▶ _SUPPLIED MATERIAL_
·····

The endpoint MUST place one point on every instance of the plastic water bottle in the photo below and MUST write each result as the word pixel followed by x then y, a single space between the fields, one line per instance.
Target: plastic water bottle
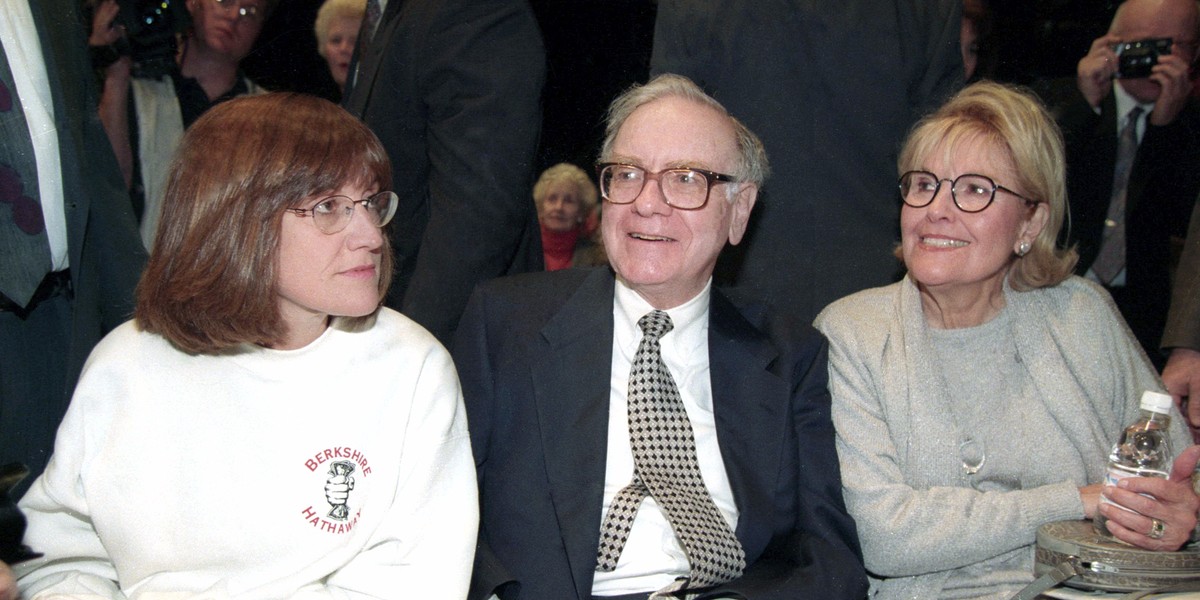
pixel 1143 450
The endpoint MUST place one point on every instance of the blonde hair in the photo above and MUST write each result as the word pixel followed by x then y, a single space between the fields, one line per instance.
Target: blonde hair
pixel 331 11
pixel 1015 123
pixel 568 173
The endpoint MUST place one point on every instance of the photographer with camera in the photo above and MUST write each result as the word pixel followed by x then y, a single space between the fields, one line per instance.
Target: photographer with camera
pixel 1133 156
pixel 154 94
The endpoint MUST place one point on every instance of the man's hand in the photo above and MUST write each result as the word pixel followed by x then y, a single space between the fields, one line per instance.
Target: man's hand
pixel 7 583
pixel 1182 381
pixel 102 30
pixel 1171 73
pixel 1095 71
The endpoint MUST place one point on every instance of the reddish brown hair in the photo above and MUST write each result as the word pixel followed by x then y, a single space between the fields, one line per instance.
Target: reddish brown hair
pixel 211 279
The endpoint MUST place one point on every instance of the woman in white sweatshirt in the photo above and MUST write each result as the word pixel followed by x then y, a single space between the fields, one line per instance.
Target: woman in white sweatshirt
pixel 263 429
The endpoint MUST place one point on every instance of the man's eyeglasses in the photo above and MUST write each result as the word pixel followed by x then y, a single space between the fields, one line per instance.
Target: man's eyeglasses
pixel 971 192
pixel 333 214
pixel 684 189
pixel 249 11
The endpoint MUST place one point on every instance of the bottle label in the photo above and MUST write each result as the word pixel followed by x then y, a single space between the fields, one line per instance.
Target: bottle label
pixel 1114 475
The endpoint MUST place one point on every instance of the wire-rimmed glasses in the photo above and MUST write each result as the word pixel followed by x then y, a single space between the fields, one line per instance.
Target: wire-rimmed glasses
pixel 971 192
pixel 250 11
pixel 684 187
pixel 334 213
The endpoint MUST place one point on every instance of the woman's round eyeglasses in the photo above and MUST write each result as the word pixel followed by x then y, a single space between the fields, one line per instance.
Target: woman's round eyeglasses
pixel 971 192
pixel 334 213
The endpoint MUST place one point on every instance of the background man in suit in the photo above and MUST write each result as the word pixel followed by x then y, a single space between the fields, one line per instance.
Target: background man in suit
pixel 832 88
pixel 1125 211
pixel 1182 336
pixel 453 88
pixel 85 245
pixel 574 505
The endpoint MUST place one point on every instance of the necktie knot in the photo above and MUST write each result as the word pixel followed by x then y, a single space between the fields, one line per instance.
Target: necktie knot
pixel 1132 119
pixel 655 324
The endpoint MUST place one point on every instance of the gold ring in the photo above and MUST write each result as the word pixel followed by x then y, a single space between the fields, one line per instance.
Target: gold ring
pixel 1157 528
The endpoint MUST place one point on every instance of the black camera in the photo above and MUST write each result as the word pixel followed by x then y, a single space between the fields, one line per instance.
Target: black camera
pixel 151 28
pixel 1135 59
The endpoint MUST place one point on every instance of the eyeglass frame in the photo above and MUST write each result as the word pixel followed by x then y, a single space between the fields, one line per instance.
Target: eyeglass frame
pixel 247 12
pixel 711 177
pixel 954 196
pixel 383 222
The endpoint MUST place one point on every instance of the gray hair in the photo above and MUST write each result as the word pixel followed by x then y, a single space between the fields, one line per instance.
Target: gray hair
pixel 753 165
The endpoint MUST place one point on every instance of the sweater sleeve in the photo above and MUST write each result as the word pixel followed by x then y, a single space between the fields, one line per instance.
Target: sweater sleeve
pixel 904 529
pixel 426 544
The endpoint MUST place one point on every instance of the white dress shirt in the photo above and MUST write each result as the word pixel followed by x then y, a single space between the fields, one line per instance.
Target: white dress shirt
pixel 24 51
pixel 653 557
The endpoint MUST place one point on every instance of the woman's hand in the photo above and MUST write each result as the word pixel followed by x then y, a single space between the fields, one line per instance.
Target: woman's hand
pixel 1173 503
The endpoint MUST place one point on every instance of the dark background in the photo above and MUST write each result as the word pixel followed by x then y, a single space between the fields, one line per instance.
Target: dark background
pixel 597 48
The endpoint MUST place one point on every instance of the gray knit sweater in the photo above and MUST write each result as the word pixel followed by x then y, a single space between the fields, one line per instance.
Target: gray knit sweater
pixel 929 529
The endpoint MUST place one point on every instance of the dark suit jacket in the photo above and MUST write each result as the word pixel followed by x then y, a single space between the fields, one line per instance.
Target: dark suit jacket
pixel 1183 319
pixel 1163 186
pixel 832 89
pixel 105 251
pixel 453 88
pixel 534 354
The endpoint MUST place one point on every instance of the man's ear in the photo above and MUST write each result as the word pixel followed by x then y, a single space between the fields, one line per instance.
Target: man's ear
pixel 743 202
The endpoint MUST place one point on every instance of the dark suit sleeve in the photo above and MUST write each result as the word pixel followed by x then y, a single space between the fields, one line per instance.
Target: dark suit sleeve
pixel 102 238
pixel 821 556
pixel 1183 319
pixel 483 93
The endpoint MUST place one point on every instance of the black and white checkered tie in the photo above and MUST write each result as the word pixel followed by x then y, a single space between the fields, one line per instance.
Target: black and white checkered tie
pixel 665 467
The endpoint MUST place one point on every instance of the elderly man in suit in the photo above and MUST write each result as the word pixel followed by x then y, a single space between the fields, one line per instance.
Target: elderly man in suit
pixel 635 430
pixel 1133 159
pixel 70 255
pixel 453 88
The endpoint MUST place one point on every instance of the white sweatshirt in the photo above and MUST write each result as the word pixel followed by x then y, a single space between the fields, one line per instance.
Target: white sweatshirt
pixel 204 477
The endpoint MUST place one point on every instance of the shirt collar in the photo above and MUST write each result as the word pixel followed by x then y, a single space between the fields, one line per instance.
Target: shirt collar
pixel 690 319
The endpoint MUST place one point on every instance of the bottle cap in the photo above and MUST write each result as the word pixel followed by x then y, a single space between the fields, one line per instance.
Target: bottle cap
pixel 1156 402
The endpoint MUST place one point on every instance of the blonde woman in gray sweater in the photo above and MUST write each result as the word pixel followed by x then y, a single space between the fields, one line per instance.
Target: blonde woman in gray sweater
pixel 978 397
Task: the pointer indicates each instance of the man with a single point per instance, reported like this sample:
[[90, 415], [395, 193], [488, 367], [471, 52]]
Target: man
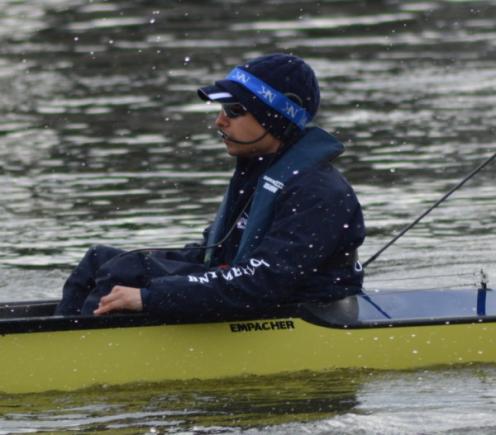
[[287, 230]]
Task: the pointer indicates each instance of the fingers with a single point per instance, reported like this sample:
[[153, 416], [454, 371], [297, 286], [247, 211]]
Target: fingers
[[120, 298]]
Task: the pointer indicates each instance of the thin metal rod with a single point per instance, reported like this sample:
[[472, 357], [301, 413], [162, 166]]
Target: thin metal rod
[[425, 213]]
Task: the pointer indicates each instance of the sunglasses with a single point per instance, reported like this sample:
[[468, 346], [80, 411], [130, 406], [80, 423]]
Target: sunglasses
[[234, 110]]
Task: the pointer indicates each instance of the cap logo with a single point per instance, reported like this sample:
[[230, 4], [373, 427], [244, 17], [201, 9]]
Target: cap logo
[[270, 96], [241, 76]]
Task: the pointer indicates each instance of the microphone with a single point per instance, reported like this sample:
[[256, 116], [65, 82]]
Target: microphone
[[241, 142]]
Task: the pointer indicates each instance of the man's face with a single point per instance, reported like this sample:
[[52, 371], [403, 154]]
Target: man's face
[[245, 128]]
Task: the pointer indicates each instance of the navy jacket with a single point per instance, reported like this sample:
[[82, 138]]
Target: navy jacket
[[295, 226]]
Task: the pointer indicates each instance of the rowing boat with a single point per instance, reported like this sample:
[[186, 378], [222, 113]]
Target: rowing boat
[[389, 330]]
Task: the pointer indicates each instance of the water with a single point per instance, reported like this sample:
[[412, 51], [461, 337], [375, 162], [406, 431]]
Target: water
[[102, 140]]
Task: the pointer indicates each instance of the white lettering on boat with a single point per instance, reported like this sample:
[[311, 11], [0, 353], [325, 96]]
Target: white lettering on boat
[[262, 326], [230, 273]]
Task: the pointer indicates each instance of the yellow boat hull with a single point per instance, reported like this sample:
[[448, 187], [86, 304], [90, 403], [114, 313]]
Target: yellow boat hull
[[73, 359]]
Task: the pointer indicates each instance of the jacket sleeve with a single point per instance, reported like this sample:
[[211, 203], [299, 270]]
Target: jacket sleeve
[[309, 224]]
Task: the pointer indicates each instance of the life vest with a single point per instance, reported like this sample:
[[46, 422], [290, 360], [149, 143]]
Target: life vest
[[315, 146]]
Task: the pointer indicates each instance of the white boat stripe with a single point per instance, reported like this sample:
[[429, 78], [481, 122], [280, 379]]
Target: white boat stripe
[[219, 95]]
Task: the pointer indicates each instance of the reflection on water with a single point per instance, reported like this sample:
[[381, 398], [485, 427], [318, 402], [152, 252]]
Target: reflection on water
[[102, 140], [343, 402]]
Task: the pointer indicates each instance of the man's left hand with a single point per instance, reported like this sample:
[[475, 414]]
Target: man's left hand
[[120, 298]]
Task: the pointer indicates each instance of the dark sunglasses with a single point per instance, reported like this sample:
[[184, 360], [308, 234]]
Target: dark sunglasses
[[234, 110]]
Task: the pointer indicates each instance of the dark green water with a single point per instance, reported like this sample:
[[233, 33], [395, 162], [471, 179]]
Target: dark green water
[[102, 140]]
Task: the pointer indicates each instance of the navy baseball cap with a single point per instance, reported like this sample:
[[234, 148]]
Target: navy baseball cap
[[279, 90]]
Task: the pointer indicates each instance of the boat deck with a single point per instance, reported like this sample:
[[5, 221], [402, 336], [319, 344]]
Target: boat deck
[[369, 309]]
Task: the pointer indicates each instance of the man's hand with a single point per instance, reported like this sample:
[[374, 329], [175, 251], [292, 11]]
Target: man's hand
[[120, 298]]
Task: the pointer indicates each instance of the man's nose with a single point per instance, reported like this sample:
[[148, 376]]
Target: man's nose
[[222, 120]]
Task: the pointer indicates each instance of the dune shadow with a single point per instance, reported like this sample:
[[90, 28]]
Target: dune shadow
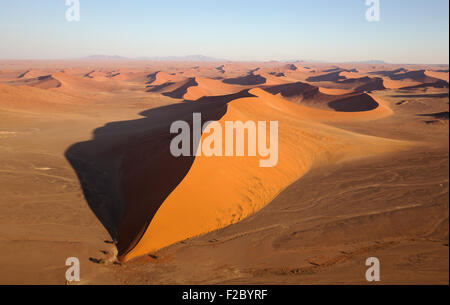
[[126, 170]]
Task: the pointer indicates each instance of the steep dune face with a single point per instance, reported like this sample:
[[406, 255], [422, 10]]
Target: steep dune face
[[24, 98], [209, 87], [43, 82], [218, 191]]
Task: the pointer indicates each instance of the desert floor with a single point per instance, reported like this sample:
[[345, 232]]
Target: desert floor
[[84, 172]]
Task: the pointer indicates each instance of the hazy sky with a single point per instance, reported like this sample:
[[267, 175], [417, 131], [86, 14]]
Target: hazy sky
[[413, 31]]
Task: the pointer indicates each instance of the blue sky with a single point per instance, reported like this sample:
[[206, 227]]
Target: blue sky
[[413, 31]]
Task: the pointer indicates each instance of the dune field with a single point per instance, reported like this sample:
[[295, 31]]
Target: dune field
[[86, 171]]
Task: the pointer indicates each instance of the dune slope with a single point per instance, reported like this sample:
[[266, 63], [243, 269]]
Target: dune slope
[[218, 191]]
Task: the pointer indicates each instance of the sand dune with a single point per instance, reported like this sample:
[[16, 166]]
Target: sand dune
[[85, 155], [438, 74]]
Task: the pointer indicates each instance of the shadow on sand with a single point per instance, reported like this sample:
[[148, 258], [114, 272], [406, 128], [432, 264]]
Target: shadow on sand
[[127, 171]]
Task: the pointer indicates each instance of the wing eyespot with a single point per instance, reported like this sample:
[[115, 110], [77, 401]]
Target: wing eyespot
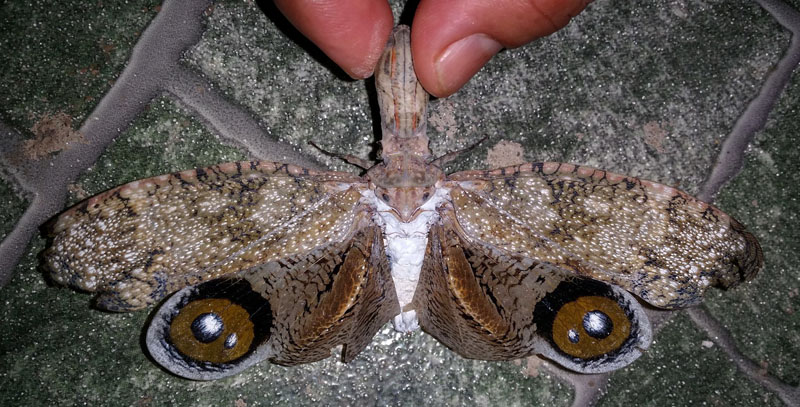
[[590, 326], [212, 330]]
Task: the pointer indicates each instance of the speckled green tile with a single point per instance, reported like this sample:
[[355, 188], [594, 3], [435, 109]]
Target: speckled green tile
[[11, 208], [55, 350], [678, 370], [297, 99], [63, 57], [764, 316], [162, 140]]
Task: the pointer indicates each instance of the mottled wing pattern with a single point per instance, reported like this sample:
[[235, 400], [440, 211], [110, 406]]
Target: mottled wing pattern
[[486, 304], [655, 241], [290, 311], [138, 242]]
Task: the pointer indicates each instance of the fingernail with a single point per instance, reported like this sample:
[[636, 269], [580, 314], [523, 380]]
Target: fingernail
[[462, 59]]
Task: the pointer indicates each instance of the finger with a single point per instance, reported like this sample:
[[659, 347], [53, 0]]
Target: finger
[[350, 32], [453, 39]]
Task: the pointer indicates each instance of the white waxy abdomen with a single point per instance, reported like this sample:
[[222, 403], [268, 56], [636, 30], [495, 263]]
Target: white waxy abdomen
[[405, 247]]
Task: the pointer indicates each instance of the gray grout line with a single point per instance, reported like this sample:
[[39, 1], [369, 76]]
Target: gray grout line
[[153, 68], [176, 27], [232, 122], [723, 338], [729, 163], [731, 157]]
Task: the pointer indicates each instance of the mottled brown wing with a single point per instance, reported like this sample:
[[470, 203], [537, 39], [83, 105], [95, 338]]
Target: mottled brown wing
[[655, 241], [290, 311], [486, 304], [138, 242]]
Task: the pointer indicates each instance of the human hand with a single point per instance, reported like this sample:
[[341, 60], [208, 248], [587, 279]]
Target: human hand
[[451, 39]]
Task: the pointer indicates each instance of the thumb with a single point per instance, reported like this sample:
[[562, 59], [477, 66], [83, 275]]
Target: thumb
[[453, 39]]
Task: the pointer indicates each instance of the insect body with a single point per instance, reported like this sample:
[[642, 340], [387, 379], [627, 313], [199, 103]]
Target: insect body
[[277, 262]]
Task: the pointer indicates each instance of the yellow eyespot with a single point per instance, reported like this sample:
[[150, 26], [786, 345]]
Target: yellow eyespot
[[212, 330], [590, 326]]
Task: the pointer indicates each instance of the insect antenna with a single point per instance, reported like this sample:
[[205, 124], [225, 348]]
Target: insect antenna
[[348, 158]]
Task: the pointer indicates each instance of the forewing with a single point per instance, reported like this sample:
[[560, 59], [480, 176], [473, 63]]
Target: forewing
[[655, 241], [486, 304], [289, 311], [138, 242]]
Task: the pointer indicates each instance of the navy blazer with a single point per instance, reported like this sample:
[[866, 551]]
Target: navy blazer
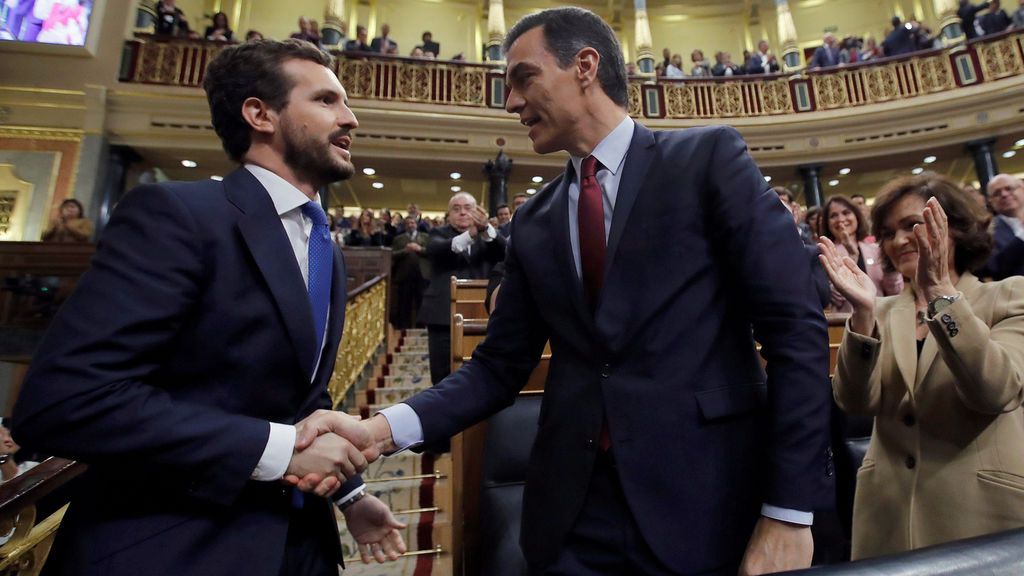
[[701, 437], [190, 331]]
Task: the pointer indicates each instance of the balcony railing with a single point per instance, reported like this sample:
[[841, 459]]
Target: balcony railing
[[150, 59]]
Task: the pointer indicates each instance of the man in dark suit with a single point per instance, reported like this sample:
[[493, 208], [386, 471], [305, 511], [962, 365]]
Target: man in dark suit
[[189, 367], [383, 43], [663, 446], [899, 41], [1007, 197], [467, 247], [826, 54]]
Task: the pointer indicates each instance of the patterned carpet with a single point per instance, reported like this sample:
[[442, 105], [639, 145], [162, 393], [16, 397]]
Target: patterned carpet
[[408, 482]]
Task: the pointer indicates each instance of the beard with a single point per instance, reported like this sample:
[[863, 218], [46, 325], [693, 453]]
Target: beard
[[313, 160]]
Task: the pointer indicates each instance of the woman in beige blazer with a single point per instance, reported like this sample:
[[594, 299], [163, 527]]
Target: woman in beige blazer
[[941, 368]]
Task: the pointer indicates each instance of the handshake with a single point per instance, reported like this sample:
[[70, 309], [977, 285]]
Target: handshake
[[332, 447]]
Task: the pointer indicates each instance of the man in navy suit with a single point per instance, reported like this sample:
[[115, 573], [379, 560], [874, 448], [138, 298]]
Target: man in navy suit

·····

In the entries above, find the line with "of the eyeglass" and the line with "the woman's hand", then set down exactly those two and every line between them, nothing else.

The endpoint MUST place one point on every instance of the eyeglass frame in the photo above and MUST write each result as the word pixel followed by x then y, a single space between the fields, one line per instance.
Target: eyeglass frame
pixel 247 12
pixel 711 177
pixel 954 196
pixel 383 222
The endpoint MUST place one point on every instance of the gray hair in the photo above and MUST write each result as the word pixel followed by x then y, a single space between the fields, one line per instance.
Target: gray hair
pixel 753 165
The endpoint MUST place one point on every instance of the sweater sleeve in the photo above and MUST write each result as the word pixel followed by x then y, a single space between the fields, one line per instance.
Target: sweater sleeve
pixel 904 529
pixel 426 544
The endpoint MUST place one point on every instance of the white dress shirt in the photo above and MUST write each result as the word pixel followed by x then y, a single space between the fields, one line per instance.
Target: white dress shirt
pixel 24 51
pixel 653 557
The endpoint MUST place one point on every instance of the woman's hand in the photo above and MUST write each result as the word pixel followed by x then y, a single space between the fields, one line per instance.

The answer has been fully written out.